● Goal:
Gather every line in the items below that contains the string "cloud", and copy each one out in full.

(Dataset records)
━━━━━━━━━━━━━━━━
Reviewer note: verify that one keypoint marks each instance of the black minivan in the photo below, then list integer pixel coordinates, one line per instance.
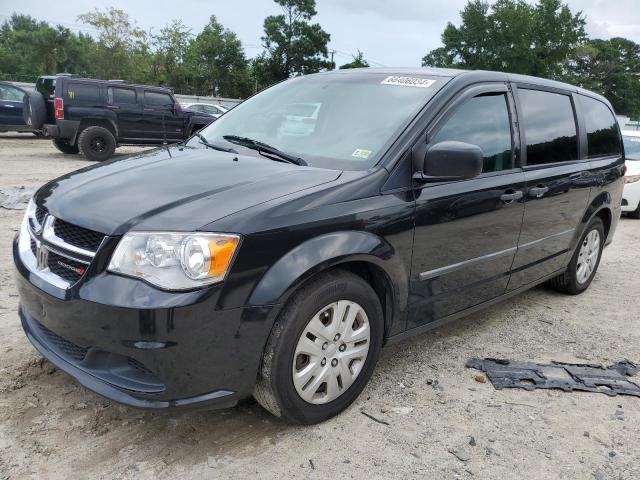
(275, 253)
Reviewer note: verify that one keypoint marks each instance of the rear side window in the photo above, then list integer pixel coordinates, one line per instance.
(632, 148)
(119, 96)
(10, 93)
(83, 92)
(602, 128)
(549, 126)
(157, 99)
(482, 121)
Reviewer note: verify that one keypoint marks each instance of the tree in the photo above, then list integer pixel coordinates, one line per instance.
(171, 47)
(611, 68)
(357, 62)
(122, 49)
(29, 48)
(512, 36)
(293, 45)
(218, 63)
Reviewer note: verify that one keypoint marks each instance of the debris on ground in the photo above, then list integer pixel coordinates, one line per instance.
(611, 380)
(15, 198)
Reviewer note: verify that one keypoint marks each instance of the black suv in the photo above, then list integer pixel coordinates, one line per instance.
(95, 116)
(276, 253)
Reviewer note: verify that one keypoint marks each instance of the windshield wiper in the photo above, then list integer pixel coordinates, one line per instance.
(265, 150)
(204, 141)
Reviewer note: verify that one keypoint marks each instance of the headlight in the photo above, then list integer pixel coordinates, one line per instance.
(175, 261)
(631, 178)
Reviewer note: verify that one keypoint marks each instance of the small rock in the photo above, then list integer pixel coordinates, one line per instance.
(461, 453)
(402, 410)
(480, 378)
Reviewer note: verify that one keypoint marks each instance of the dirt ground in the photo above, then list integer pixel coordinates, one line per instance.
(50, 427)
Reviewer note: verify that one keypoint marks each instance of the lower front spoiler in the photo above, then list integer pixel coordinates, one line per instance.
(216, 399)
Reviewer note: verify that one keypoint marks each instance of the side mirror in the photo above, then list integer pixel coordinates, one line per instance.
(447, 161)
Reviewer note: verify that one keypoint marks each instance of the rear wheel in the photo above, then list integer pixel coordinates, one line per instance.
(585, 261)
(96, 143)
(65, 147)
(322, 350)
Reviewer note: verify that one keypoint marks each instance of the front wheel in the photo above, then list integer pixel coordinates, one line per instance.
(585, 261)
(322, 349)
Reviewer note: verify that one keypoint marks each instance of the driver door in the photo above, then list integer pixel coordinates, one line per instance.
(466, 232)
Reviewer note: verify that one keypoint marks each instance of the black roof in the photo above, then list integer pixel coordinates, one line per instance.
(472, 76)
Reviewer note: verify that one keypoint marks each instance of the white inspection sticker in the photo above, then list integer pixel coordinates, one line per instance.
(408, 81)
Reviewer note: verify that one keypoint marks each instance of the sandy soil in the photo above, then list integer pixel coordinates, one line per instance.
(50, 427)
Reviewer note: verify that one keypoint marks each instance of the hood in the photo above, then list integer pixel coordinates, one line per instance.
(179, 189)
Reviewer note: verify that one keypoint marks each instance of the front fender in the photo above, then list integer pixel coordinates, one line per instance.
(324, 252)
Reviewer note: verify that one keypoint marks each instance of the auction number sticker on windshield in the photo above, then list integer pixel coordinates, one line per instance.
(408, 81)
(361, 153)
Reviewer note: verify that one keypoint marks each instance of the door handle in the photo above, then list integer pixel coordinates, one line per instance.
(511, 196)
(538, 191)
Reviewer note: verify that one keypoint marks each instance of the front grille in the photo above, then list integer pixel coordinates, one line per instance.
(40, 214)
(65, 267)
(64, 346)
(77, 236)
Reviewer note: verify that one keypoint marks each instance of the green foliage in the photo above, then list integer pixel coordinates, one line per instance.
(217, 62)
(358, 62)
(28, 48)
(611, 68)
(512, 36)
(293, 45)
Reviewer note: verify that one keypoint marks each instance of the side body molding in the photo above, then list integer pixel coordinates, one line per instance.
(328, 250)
━━━━━━━━━━━━━━━━
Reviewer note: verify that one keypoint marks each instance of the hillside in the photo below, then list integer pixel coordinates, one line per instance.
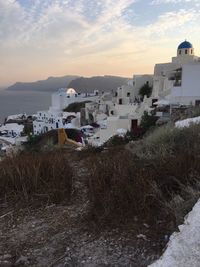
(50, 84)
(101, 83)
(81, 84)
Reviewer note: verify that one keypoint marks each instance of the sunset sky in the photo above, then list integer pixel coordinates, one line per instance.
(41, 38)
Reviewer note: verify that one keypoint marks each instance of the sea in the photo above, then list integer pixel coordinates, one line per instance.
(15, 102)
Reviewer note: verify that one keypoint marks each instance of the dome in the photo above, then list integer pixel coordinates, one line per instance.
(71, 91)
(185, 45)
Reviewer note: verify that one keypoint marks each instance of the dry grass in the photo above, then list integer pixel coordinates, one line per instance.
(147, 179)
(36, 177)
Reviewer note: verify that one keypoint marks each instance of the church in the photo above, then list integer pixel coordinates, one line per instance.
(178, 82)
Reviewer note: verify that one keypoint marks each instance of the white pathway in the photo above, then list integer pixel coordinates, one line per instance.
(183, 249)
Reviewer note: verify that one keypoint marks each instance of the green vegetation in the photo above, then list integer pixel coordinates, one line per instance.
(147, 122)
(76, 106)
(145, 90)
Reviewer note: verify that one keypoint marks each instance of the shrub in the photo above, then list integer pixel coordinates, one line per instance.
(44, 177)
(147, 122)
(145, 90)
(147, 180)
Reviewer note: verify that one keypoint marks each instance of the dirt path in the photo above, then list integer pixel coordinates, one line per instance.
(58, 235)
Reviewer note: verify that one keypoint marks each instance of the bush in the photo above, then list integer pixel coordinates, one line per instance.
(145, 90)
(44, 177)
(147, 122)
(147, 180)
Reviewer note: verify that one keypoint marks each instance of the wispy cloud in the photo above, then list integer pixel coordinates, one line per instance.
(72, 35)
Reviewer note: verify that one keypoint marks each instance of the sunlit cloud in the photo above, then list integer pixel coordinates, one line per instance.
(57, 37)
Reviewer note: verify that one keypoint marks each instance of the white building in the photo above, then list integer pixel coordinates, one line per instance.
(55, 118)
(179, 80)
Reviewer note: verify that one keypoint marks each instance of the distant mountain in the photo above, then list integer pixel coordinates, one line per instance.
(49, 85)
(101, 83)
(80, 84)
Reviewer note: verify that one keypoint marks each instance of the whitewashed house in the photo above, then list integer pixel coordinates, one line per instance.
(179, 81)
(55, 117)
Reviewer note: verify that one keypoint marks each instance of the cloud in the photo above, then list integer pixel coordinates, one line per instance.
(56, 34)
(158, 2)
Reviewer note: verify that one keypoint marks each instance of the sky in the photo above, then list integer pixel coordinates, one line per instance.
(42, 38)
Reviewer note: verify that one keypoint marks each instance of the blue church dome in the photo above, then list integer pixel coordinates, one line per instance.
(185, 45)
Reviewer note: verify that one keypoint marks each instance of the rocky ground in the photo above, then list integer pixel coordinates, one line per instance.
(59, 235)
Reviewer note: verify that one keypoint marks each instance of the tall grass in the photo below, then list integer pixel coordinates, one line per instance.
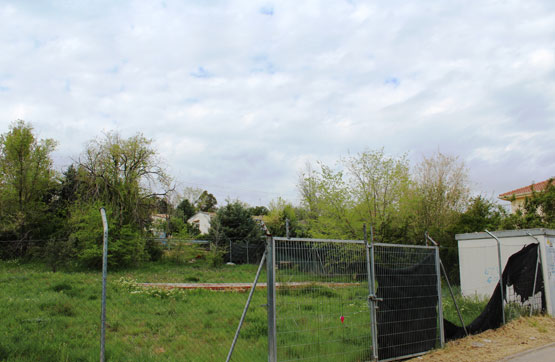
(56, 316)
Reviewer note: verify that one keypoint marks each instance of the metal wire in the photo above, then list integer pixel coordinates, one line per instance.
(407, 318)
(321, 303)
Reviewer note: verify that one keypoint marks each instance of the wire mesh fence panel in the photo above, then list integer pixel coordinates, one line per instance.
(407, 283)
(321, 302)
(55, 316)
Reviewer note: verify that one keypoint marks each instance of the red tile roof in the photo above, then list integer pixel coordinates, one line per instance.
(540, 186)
━━━━━━━━━━━━━━━━
● Answer:
Reviewer note: verify that one keypoint marks each instance of the wispy cloud in the photo above, then list integer pixel coordinates, one line per instance.
Reviewer note: verify that one keypoint marks each instance of the sunlit cloud in the photo above, then list integer pixel coordinates, one line per instance.
Reviewer note: verify that one keypoint marks each instance of the cloud in the photo above, then list integer pixel coordinates, one line per instance.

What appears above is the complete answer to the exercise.